Segment Start: Excerpted data

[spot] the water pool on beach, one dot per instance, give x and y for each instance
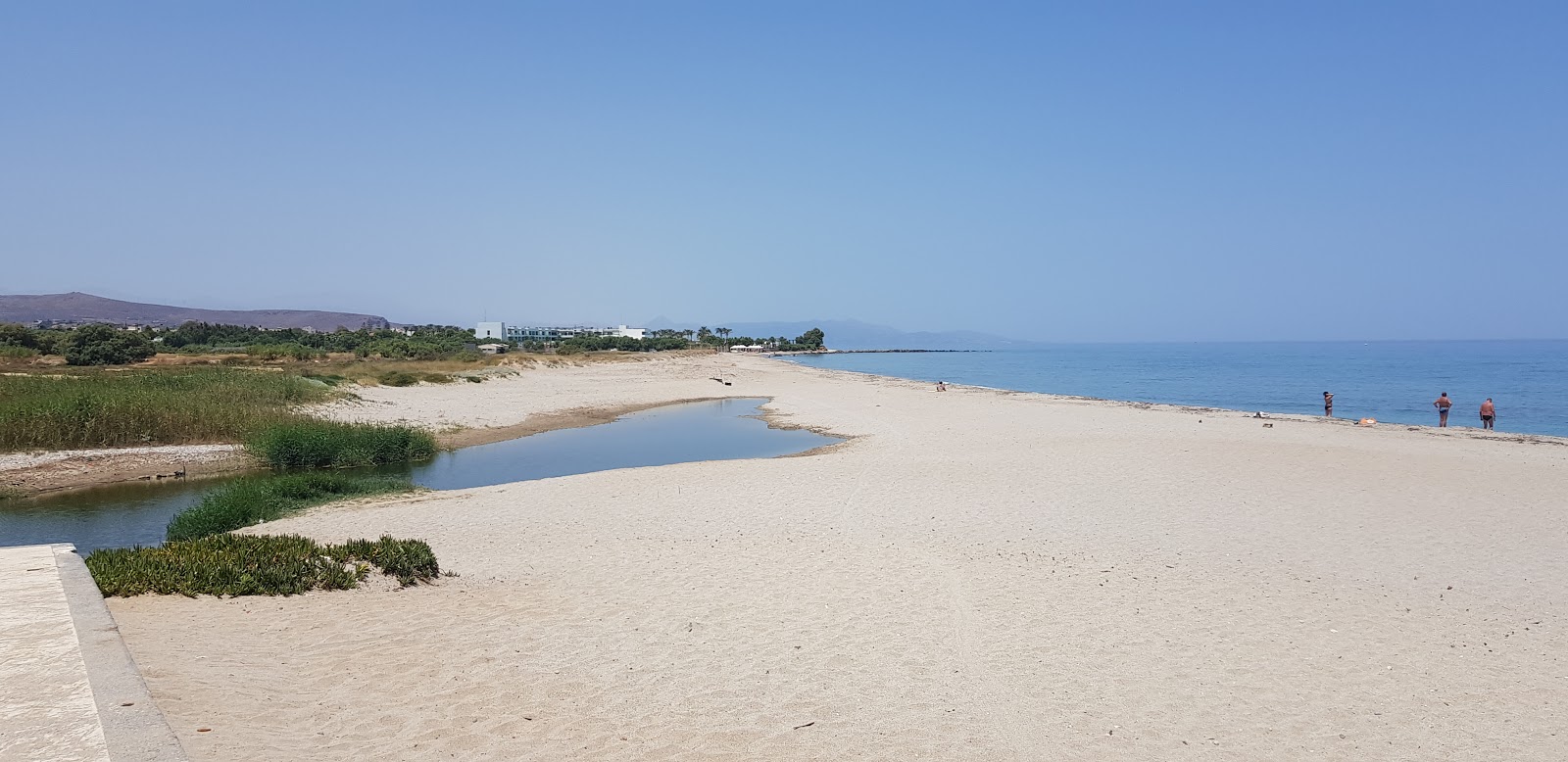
(137, 513)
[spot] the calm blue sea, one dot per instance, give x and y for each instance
(1392, 381)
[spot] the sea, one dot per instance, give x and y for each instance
(1390, 381)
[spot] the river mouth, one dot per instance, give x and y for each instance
(717, 430)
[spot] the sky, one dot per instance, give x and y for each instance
(1051, 171)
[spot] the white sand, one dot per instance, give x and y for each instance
(979, 576)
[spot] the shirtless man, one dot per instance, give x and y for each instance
(1443, 404)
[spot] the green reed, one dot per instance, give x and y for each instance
(329, 444)
(269, 498)
(258, 565)
(117, 408)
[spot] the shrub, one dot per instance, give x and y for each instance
(106, 345)
(258, 499)
(404, 558)
(270, 352)
(256, 565)
(397, 378)
(329, 444)
(8, 352)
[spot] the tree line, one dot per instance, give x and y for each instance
(110, 345)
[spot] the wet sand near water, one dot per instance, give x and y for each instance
(977, 574)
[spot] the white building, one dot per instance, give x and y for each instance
(549, 333)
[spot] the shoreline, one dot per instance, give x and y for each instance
(982, 576)
(1300, 417)
(33, 474)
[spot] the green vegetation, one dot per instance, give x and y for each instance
(271, 352)
(106, 345)
(329, 444)
(243, 565)
(417, 342)
(146, 406)
(258, 499)
(397, 378)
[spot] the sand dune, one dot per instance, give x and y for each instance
(976, 576)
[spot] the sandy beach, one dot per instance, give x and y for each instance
(972, 576)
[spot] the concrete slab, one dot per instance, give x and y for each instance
(46, 699)
(68, 686)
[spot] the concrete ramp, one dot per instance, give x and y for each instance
(68, 686)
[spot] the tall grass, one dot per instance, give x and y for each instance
(245, 565)
(146, 406)
(329, 444)
(256, 499)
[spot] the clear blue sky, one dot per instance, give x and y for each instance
(1060, 171)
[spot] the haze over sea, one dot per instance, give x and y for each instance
(1390, 381)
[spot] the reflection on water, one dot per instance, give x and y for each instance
(137, 513)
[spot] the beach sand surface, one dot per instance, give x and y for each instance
(974, 576)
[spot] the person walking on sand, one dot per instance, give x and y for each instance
(1443, 404)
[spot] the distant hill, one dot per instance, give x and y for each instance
(83, 308)
(854, 334)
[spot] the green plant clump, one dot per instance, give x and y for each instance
(329, 444)
(397, 378)
(258, 565)
(256, 499)
(106, 345)
(98, 408)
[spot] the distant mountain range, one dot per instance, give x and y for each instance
(854, 334)
(85, 308)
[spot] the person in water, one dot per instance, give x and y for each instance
(1443, 404)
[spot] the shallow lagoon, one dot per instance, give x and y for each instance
(137, 513)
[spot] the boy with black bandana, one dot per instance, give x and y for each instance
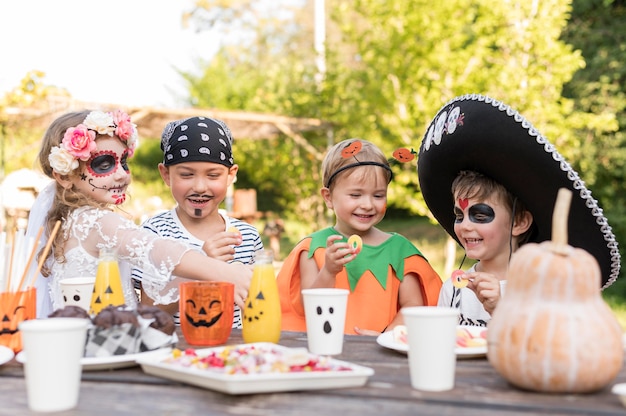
(198, 166)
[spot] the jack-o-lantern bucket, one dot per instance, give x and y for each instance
(16, 307)
(206, 312)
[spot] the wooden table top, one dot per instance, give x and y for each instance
(479, 390)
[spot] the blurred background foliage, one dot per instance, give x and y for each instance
(382, 73)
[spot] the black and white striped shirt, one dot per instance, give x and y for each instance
(167, 224)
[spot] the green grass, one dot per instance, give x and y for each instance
(431, 239)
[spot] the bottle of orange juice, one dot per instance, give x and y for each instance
(261, 314)
(108, 286)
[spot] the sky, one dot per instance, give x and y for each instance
(125, 52)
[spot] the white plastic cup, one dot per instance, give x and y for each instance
(78, 291)
(325, 315)
(431, 334)
(53, 348)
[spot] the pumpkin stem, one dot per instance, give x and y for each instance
(560, 216)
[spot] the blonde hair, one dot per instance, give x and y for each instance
(65, 200)
(336, 164)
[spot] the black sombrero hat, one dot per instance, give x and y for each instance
(475, 132)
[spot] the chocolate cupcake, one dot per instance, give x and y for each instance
(161, 320)
(115, 316)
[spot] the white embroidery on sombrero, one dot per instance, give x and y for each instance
(439, 127)
(452, 118)
(429, 138)
(434, 137)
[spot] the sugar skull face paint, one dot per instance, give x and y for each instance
(104, 163)
(105, 176)
(478, 214)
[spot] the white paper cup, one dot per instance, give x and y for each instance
(431, 334)
(53, 348)
(77, 291)
(325, 315)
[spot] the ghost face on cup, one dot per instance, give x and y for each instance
(106, 175)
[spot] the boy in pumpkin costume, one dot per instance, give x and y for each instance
(488, 175)
(198, 166)
(383, 273)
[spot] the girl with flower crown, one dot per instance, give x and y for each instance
(87, 154)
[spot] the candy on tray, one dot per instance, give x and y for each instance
(259, 358)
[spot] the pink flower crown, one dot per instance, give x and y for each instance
(80, 142)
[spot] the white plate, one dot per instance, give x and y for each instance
(6, 354)
(108, 363)
(255, 383)
(387, 340)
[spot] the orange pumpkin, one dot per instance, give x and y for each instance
(206, 308)
(403, 155)
(552, 331)
(351, 149)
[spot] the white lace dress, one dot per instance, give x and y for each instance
(88, 230)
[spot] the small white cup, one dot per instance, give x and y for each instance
(325, 315)
(53, 348)
(77, 291)
(431, 334)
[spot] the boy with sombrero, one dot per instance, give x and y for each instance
(491, 180)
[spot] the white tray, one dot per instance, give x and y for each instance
(255, 383)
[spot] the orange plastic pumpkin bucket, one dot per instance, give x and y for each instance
(206, 312)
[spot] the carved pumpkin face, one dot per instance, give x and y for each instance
(206, 310)
(351, 149)
(15, 307)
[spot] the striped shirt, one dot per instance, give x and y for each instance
(167, 224)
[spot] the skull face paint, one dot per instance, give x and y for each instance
(106, 175)
(478, 214)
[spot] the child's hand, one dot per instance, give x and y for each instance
(486, 287)
(241, 276)
(221, 245)
(369, 332)
(337, 255)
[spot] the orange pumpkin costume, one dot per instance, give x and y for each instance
(373, 279)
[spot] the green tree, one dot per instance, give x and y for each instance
(596, 28)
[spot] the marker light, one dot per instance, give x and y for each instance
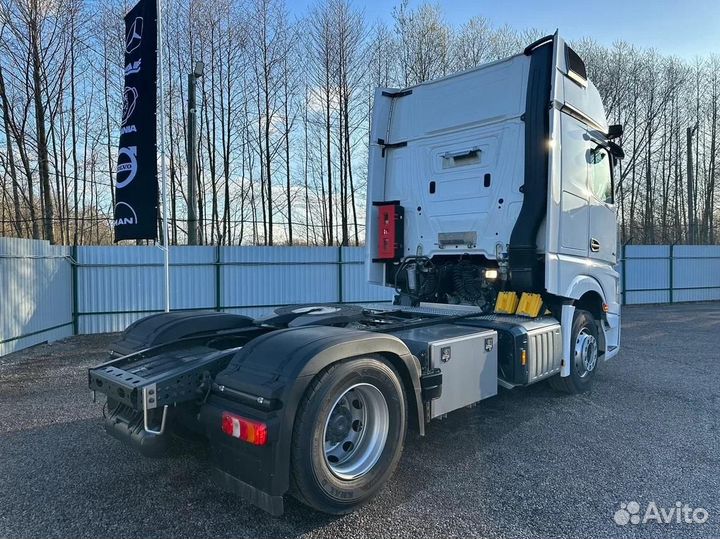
(253, 432)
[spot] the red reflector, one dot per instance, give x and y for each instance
(247, 430)
(390, 231)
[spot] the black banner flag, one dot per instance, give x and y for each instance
(136, 185)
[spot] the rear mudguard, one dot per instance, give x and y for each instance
(163, 328)
(266, 381)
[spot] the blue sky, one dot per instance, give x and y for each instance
(683, 27)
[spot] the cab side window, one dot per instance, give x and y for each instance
(599, 174)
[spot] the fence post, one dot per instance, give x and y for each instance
(672, 274)
(74, 276)
(218, 296)
(624, 274)
(340, 283)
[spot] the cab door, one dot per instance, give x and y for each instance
(603, 219)
(574, 197)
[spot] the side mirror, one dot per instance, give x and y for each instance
(614, 131)
(615, 150)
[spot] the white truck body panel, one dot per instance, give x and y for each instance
(451, 152)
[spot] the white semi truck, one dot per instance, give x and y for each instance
(490, 211)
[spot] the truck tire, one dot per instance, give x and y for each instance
(348, 435)
(584, 355)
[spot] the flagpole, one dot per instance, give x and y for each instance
(163, 171)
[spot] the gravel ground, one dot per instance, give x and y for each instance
(528, 463)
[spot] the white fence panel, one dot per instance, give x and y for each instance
(696, 272)
(35, 293)
(646, 274)
(116, 285)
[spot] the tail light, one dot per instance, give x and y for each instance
(247, 430)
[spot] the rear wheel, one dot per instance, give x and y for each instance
(348, 435)
(584, 355)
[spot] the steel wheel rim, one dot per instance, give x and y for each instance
(586, 352)
(356, 431)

Segment End: Excerpted data

> **Prompt**
Return exactly the lines in the records above, beginning with the one that holds "[spot] the steel" and ending with the last.

> **Answer for this exercise**
[spot] the steel wheel rim, one dot per instance, give x and y for each instance
(586, 352)
(356, 431)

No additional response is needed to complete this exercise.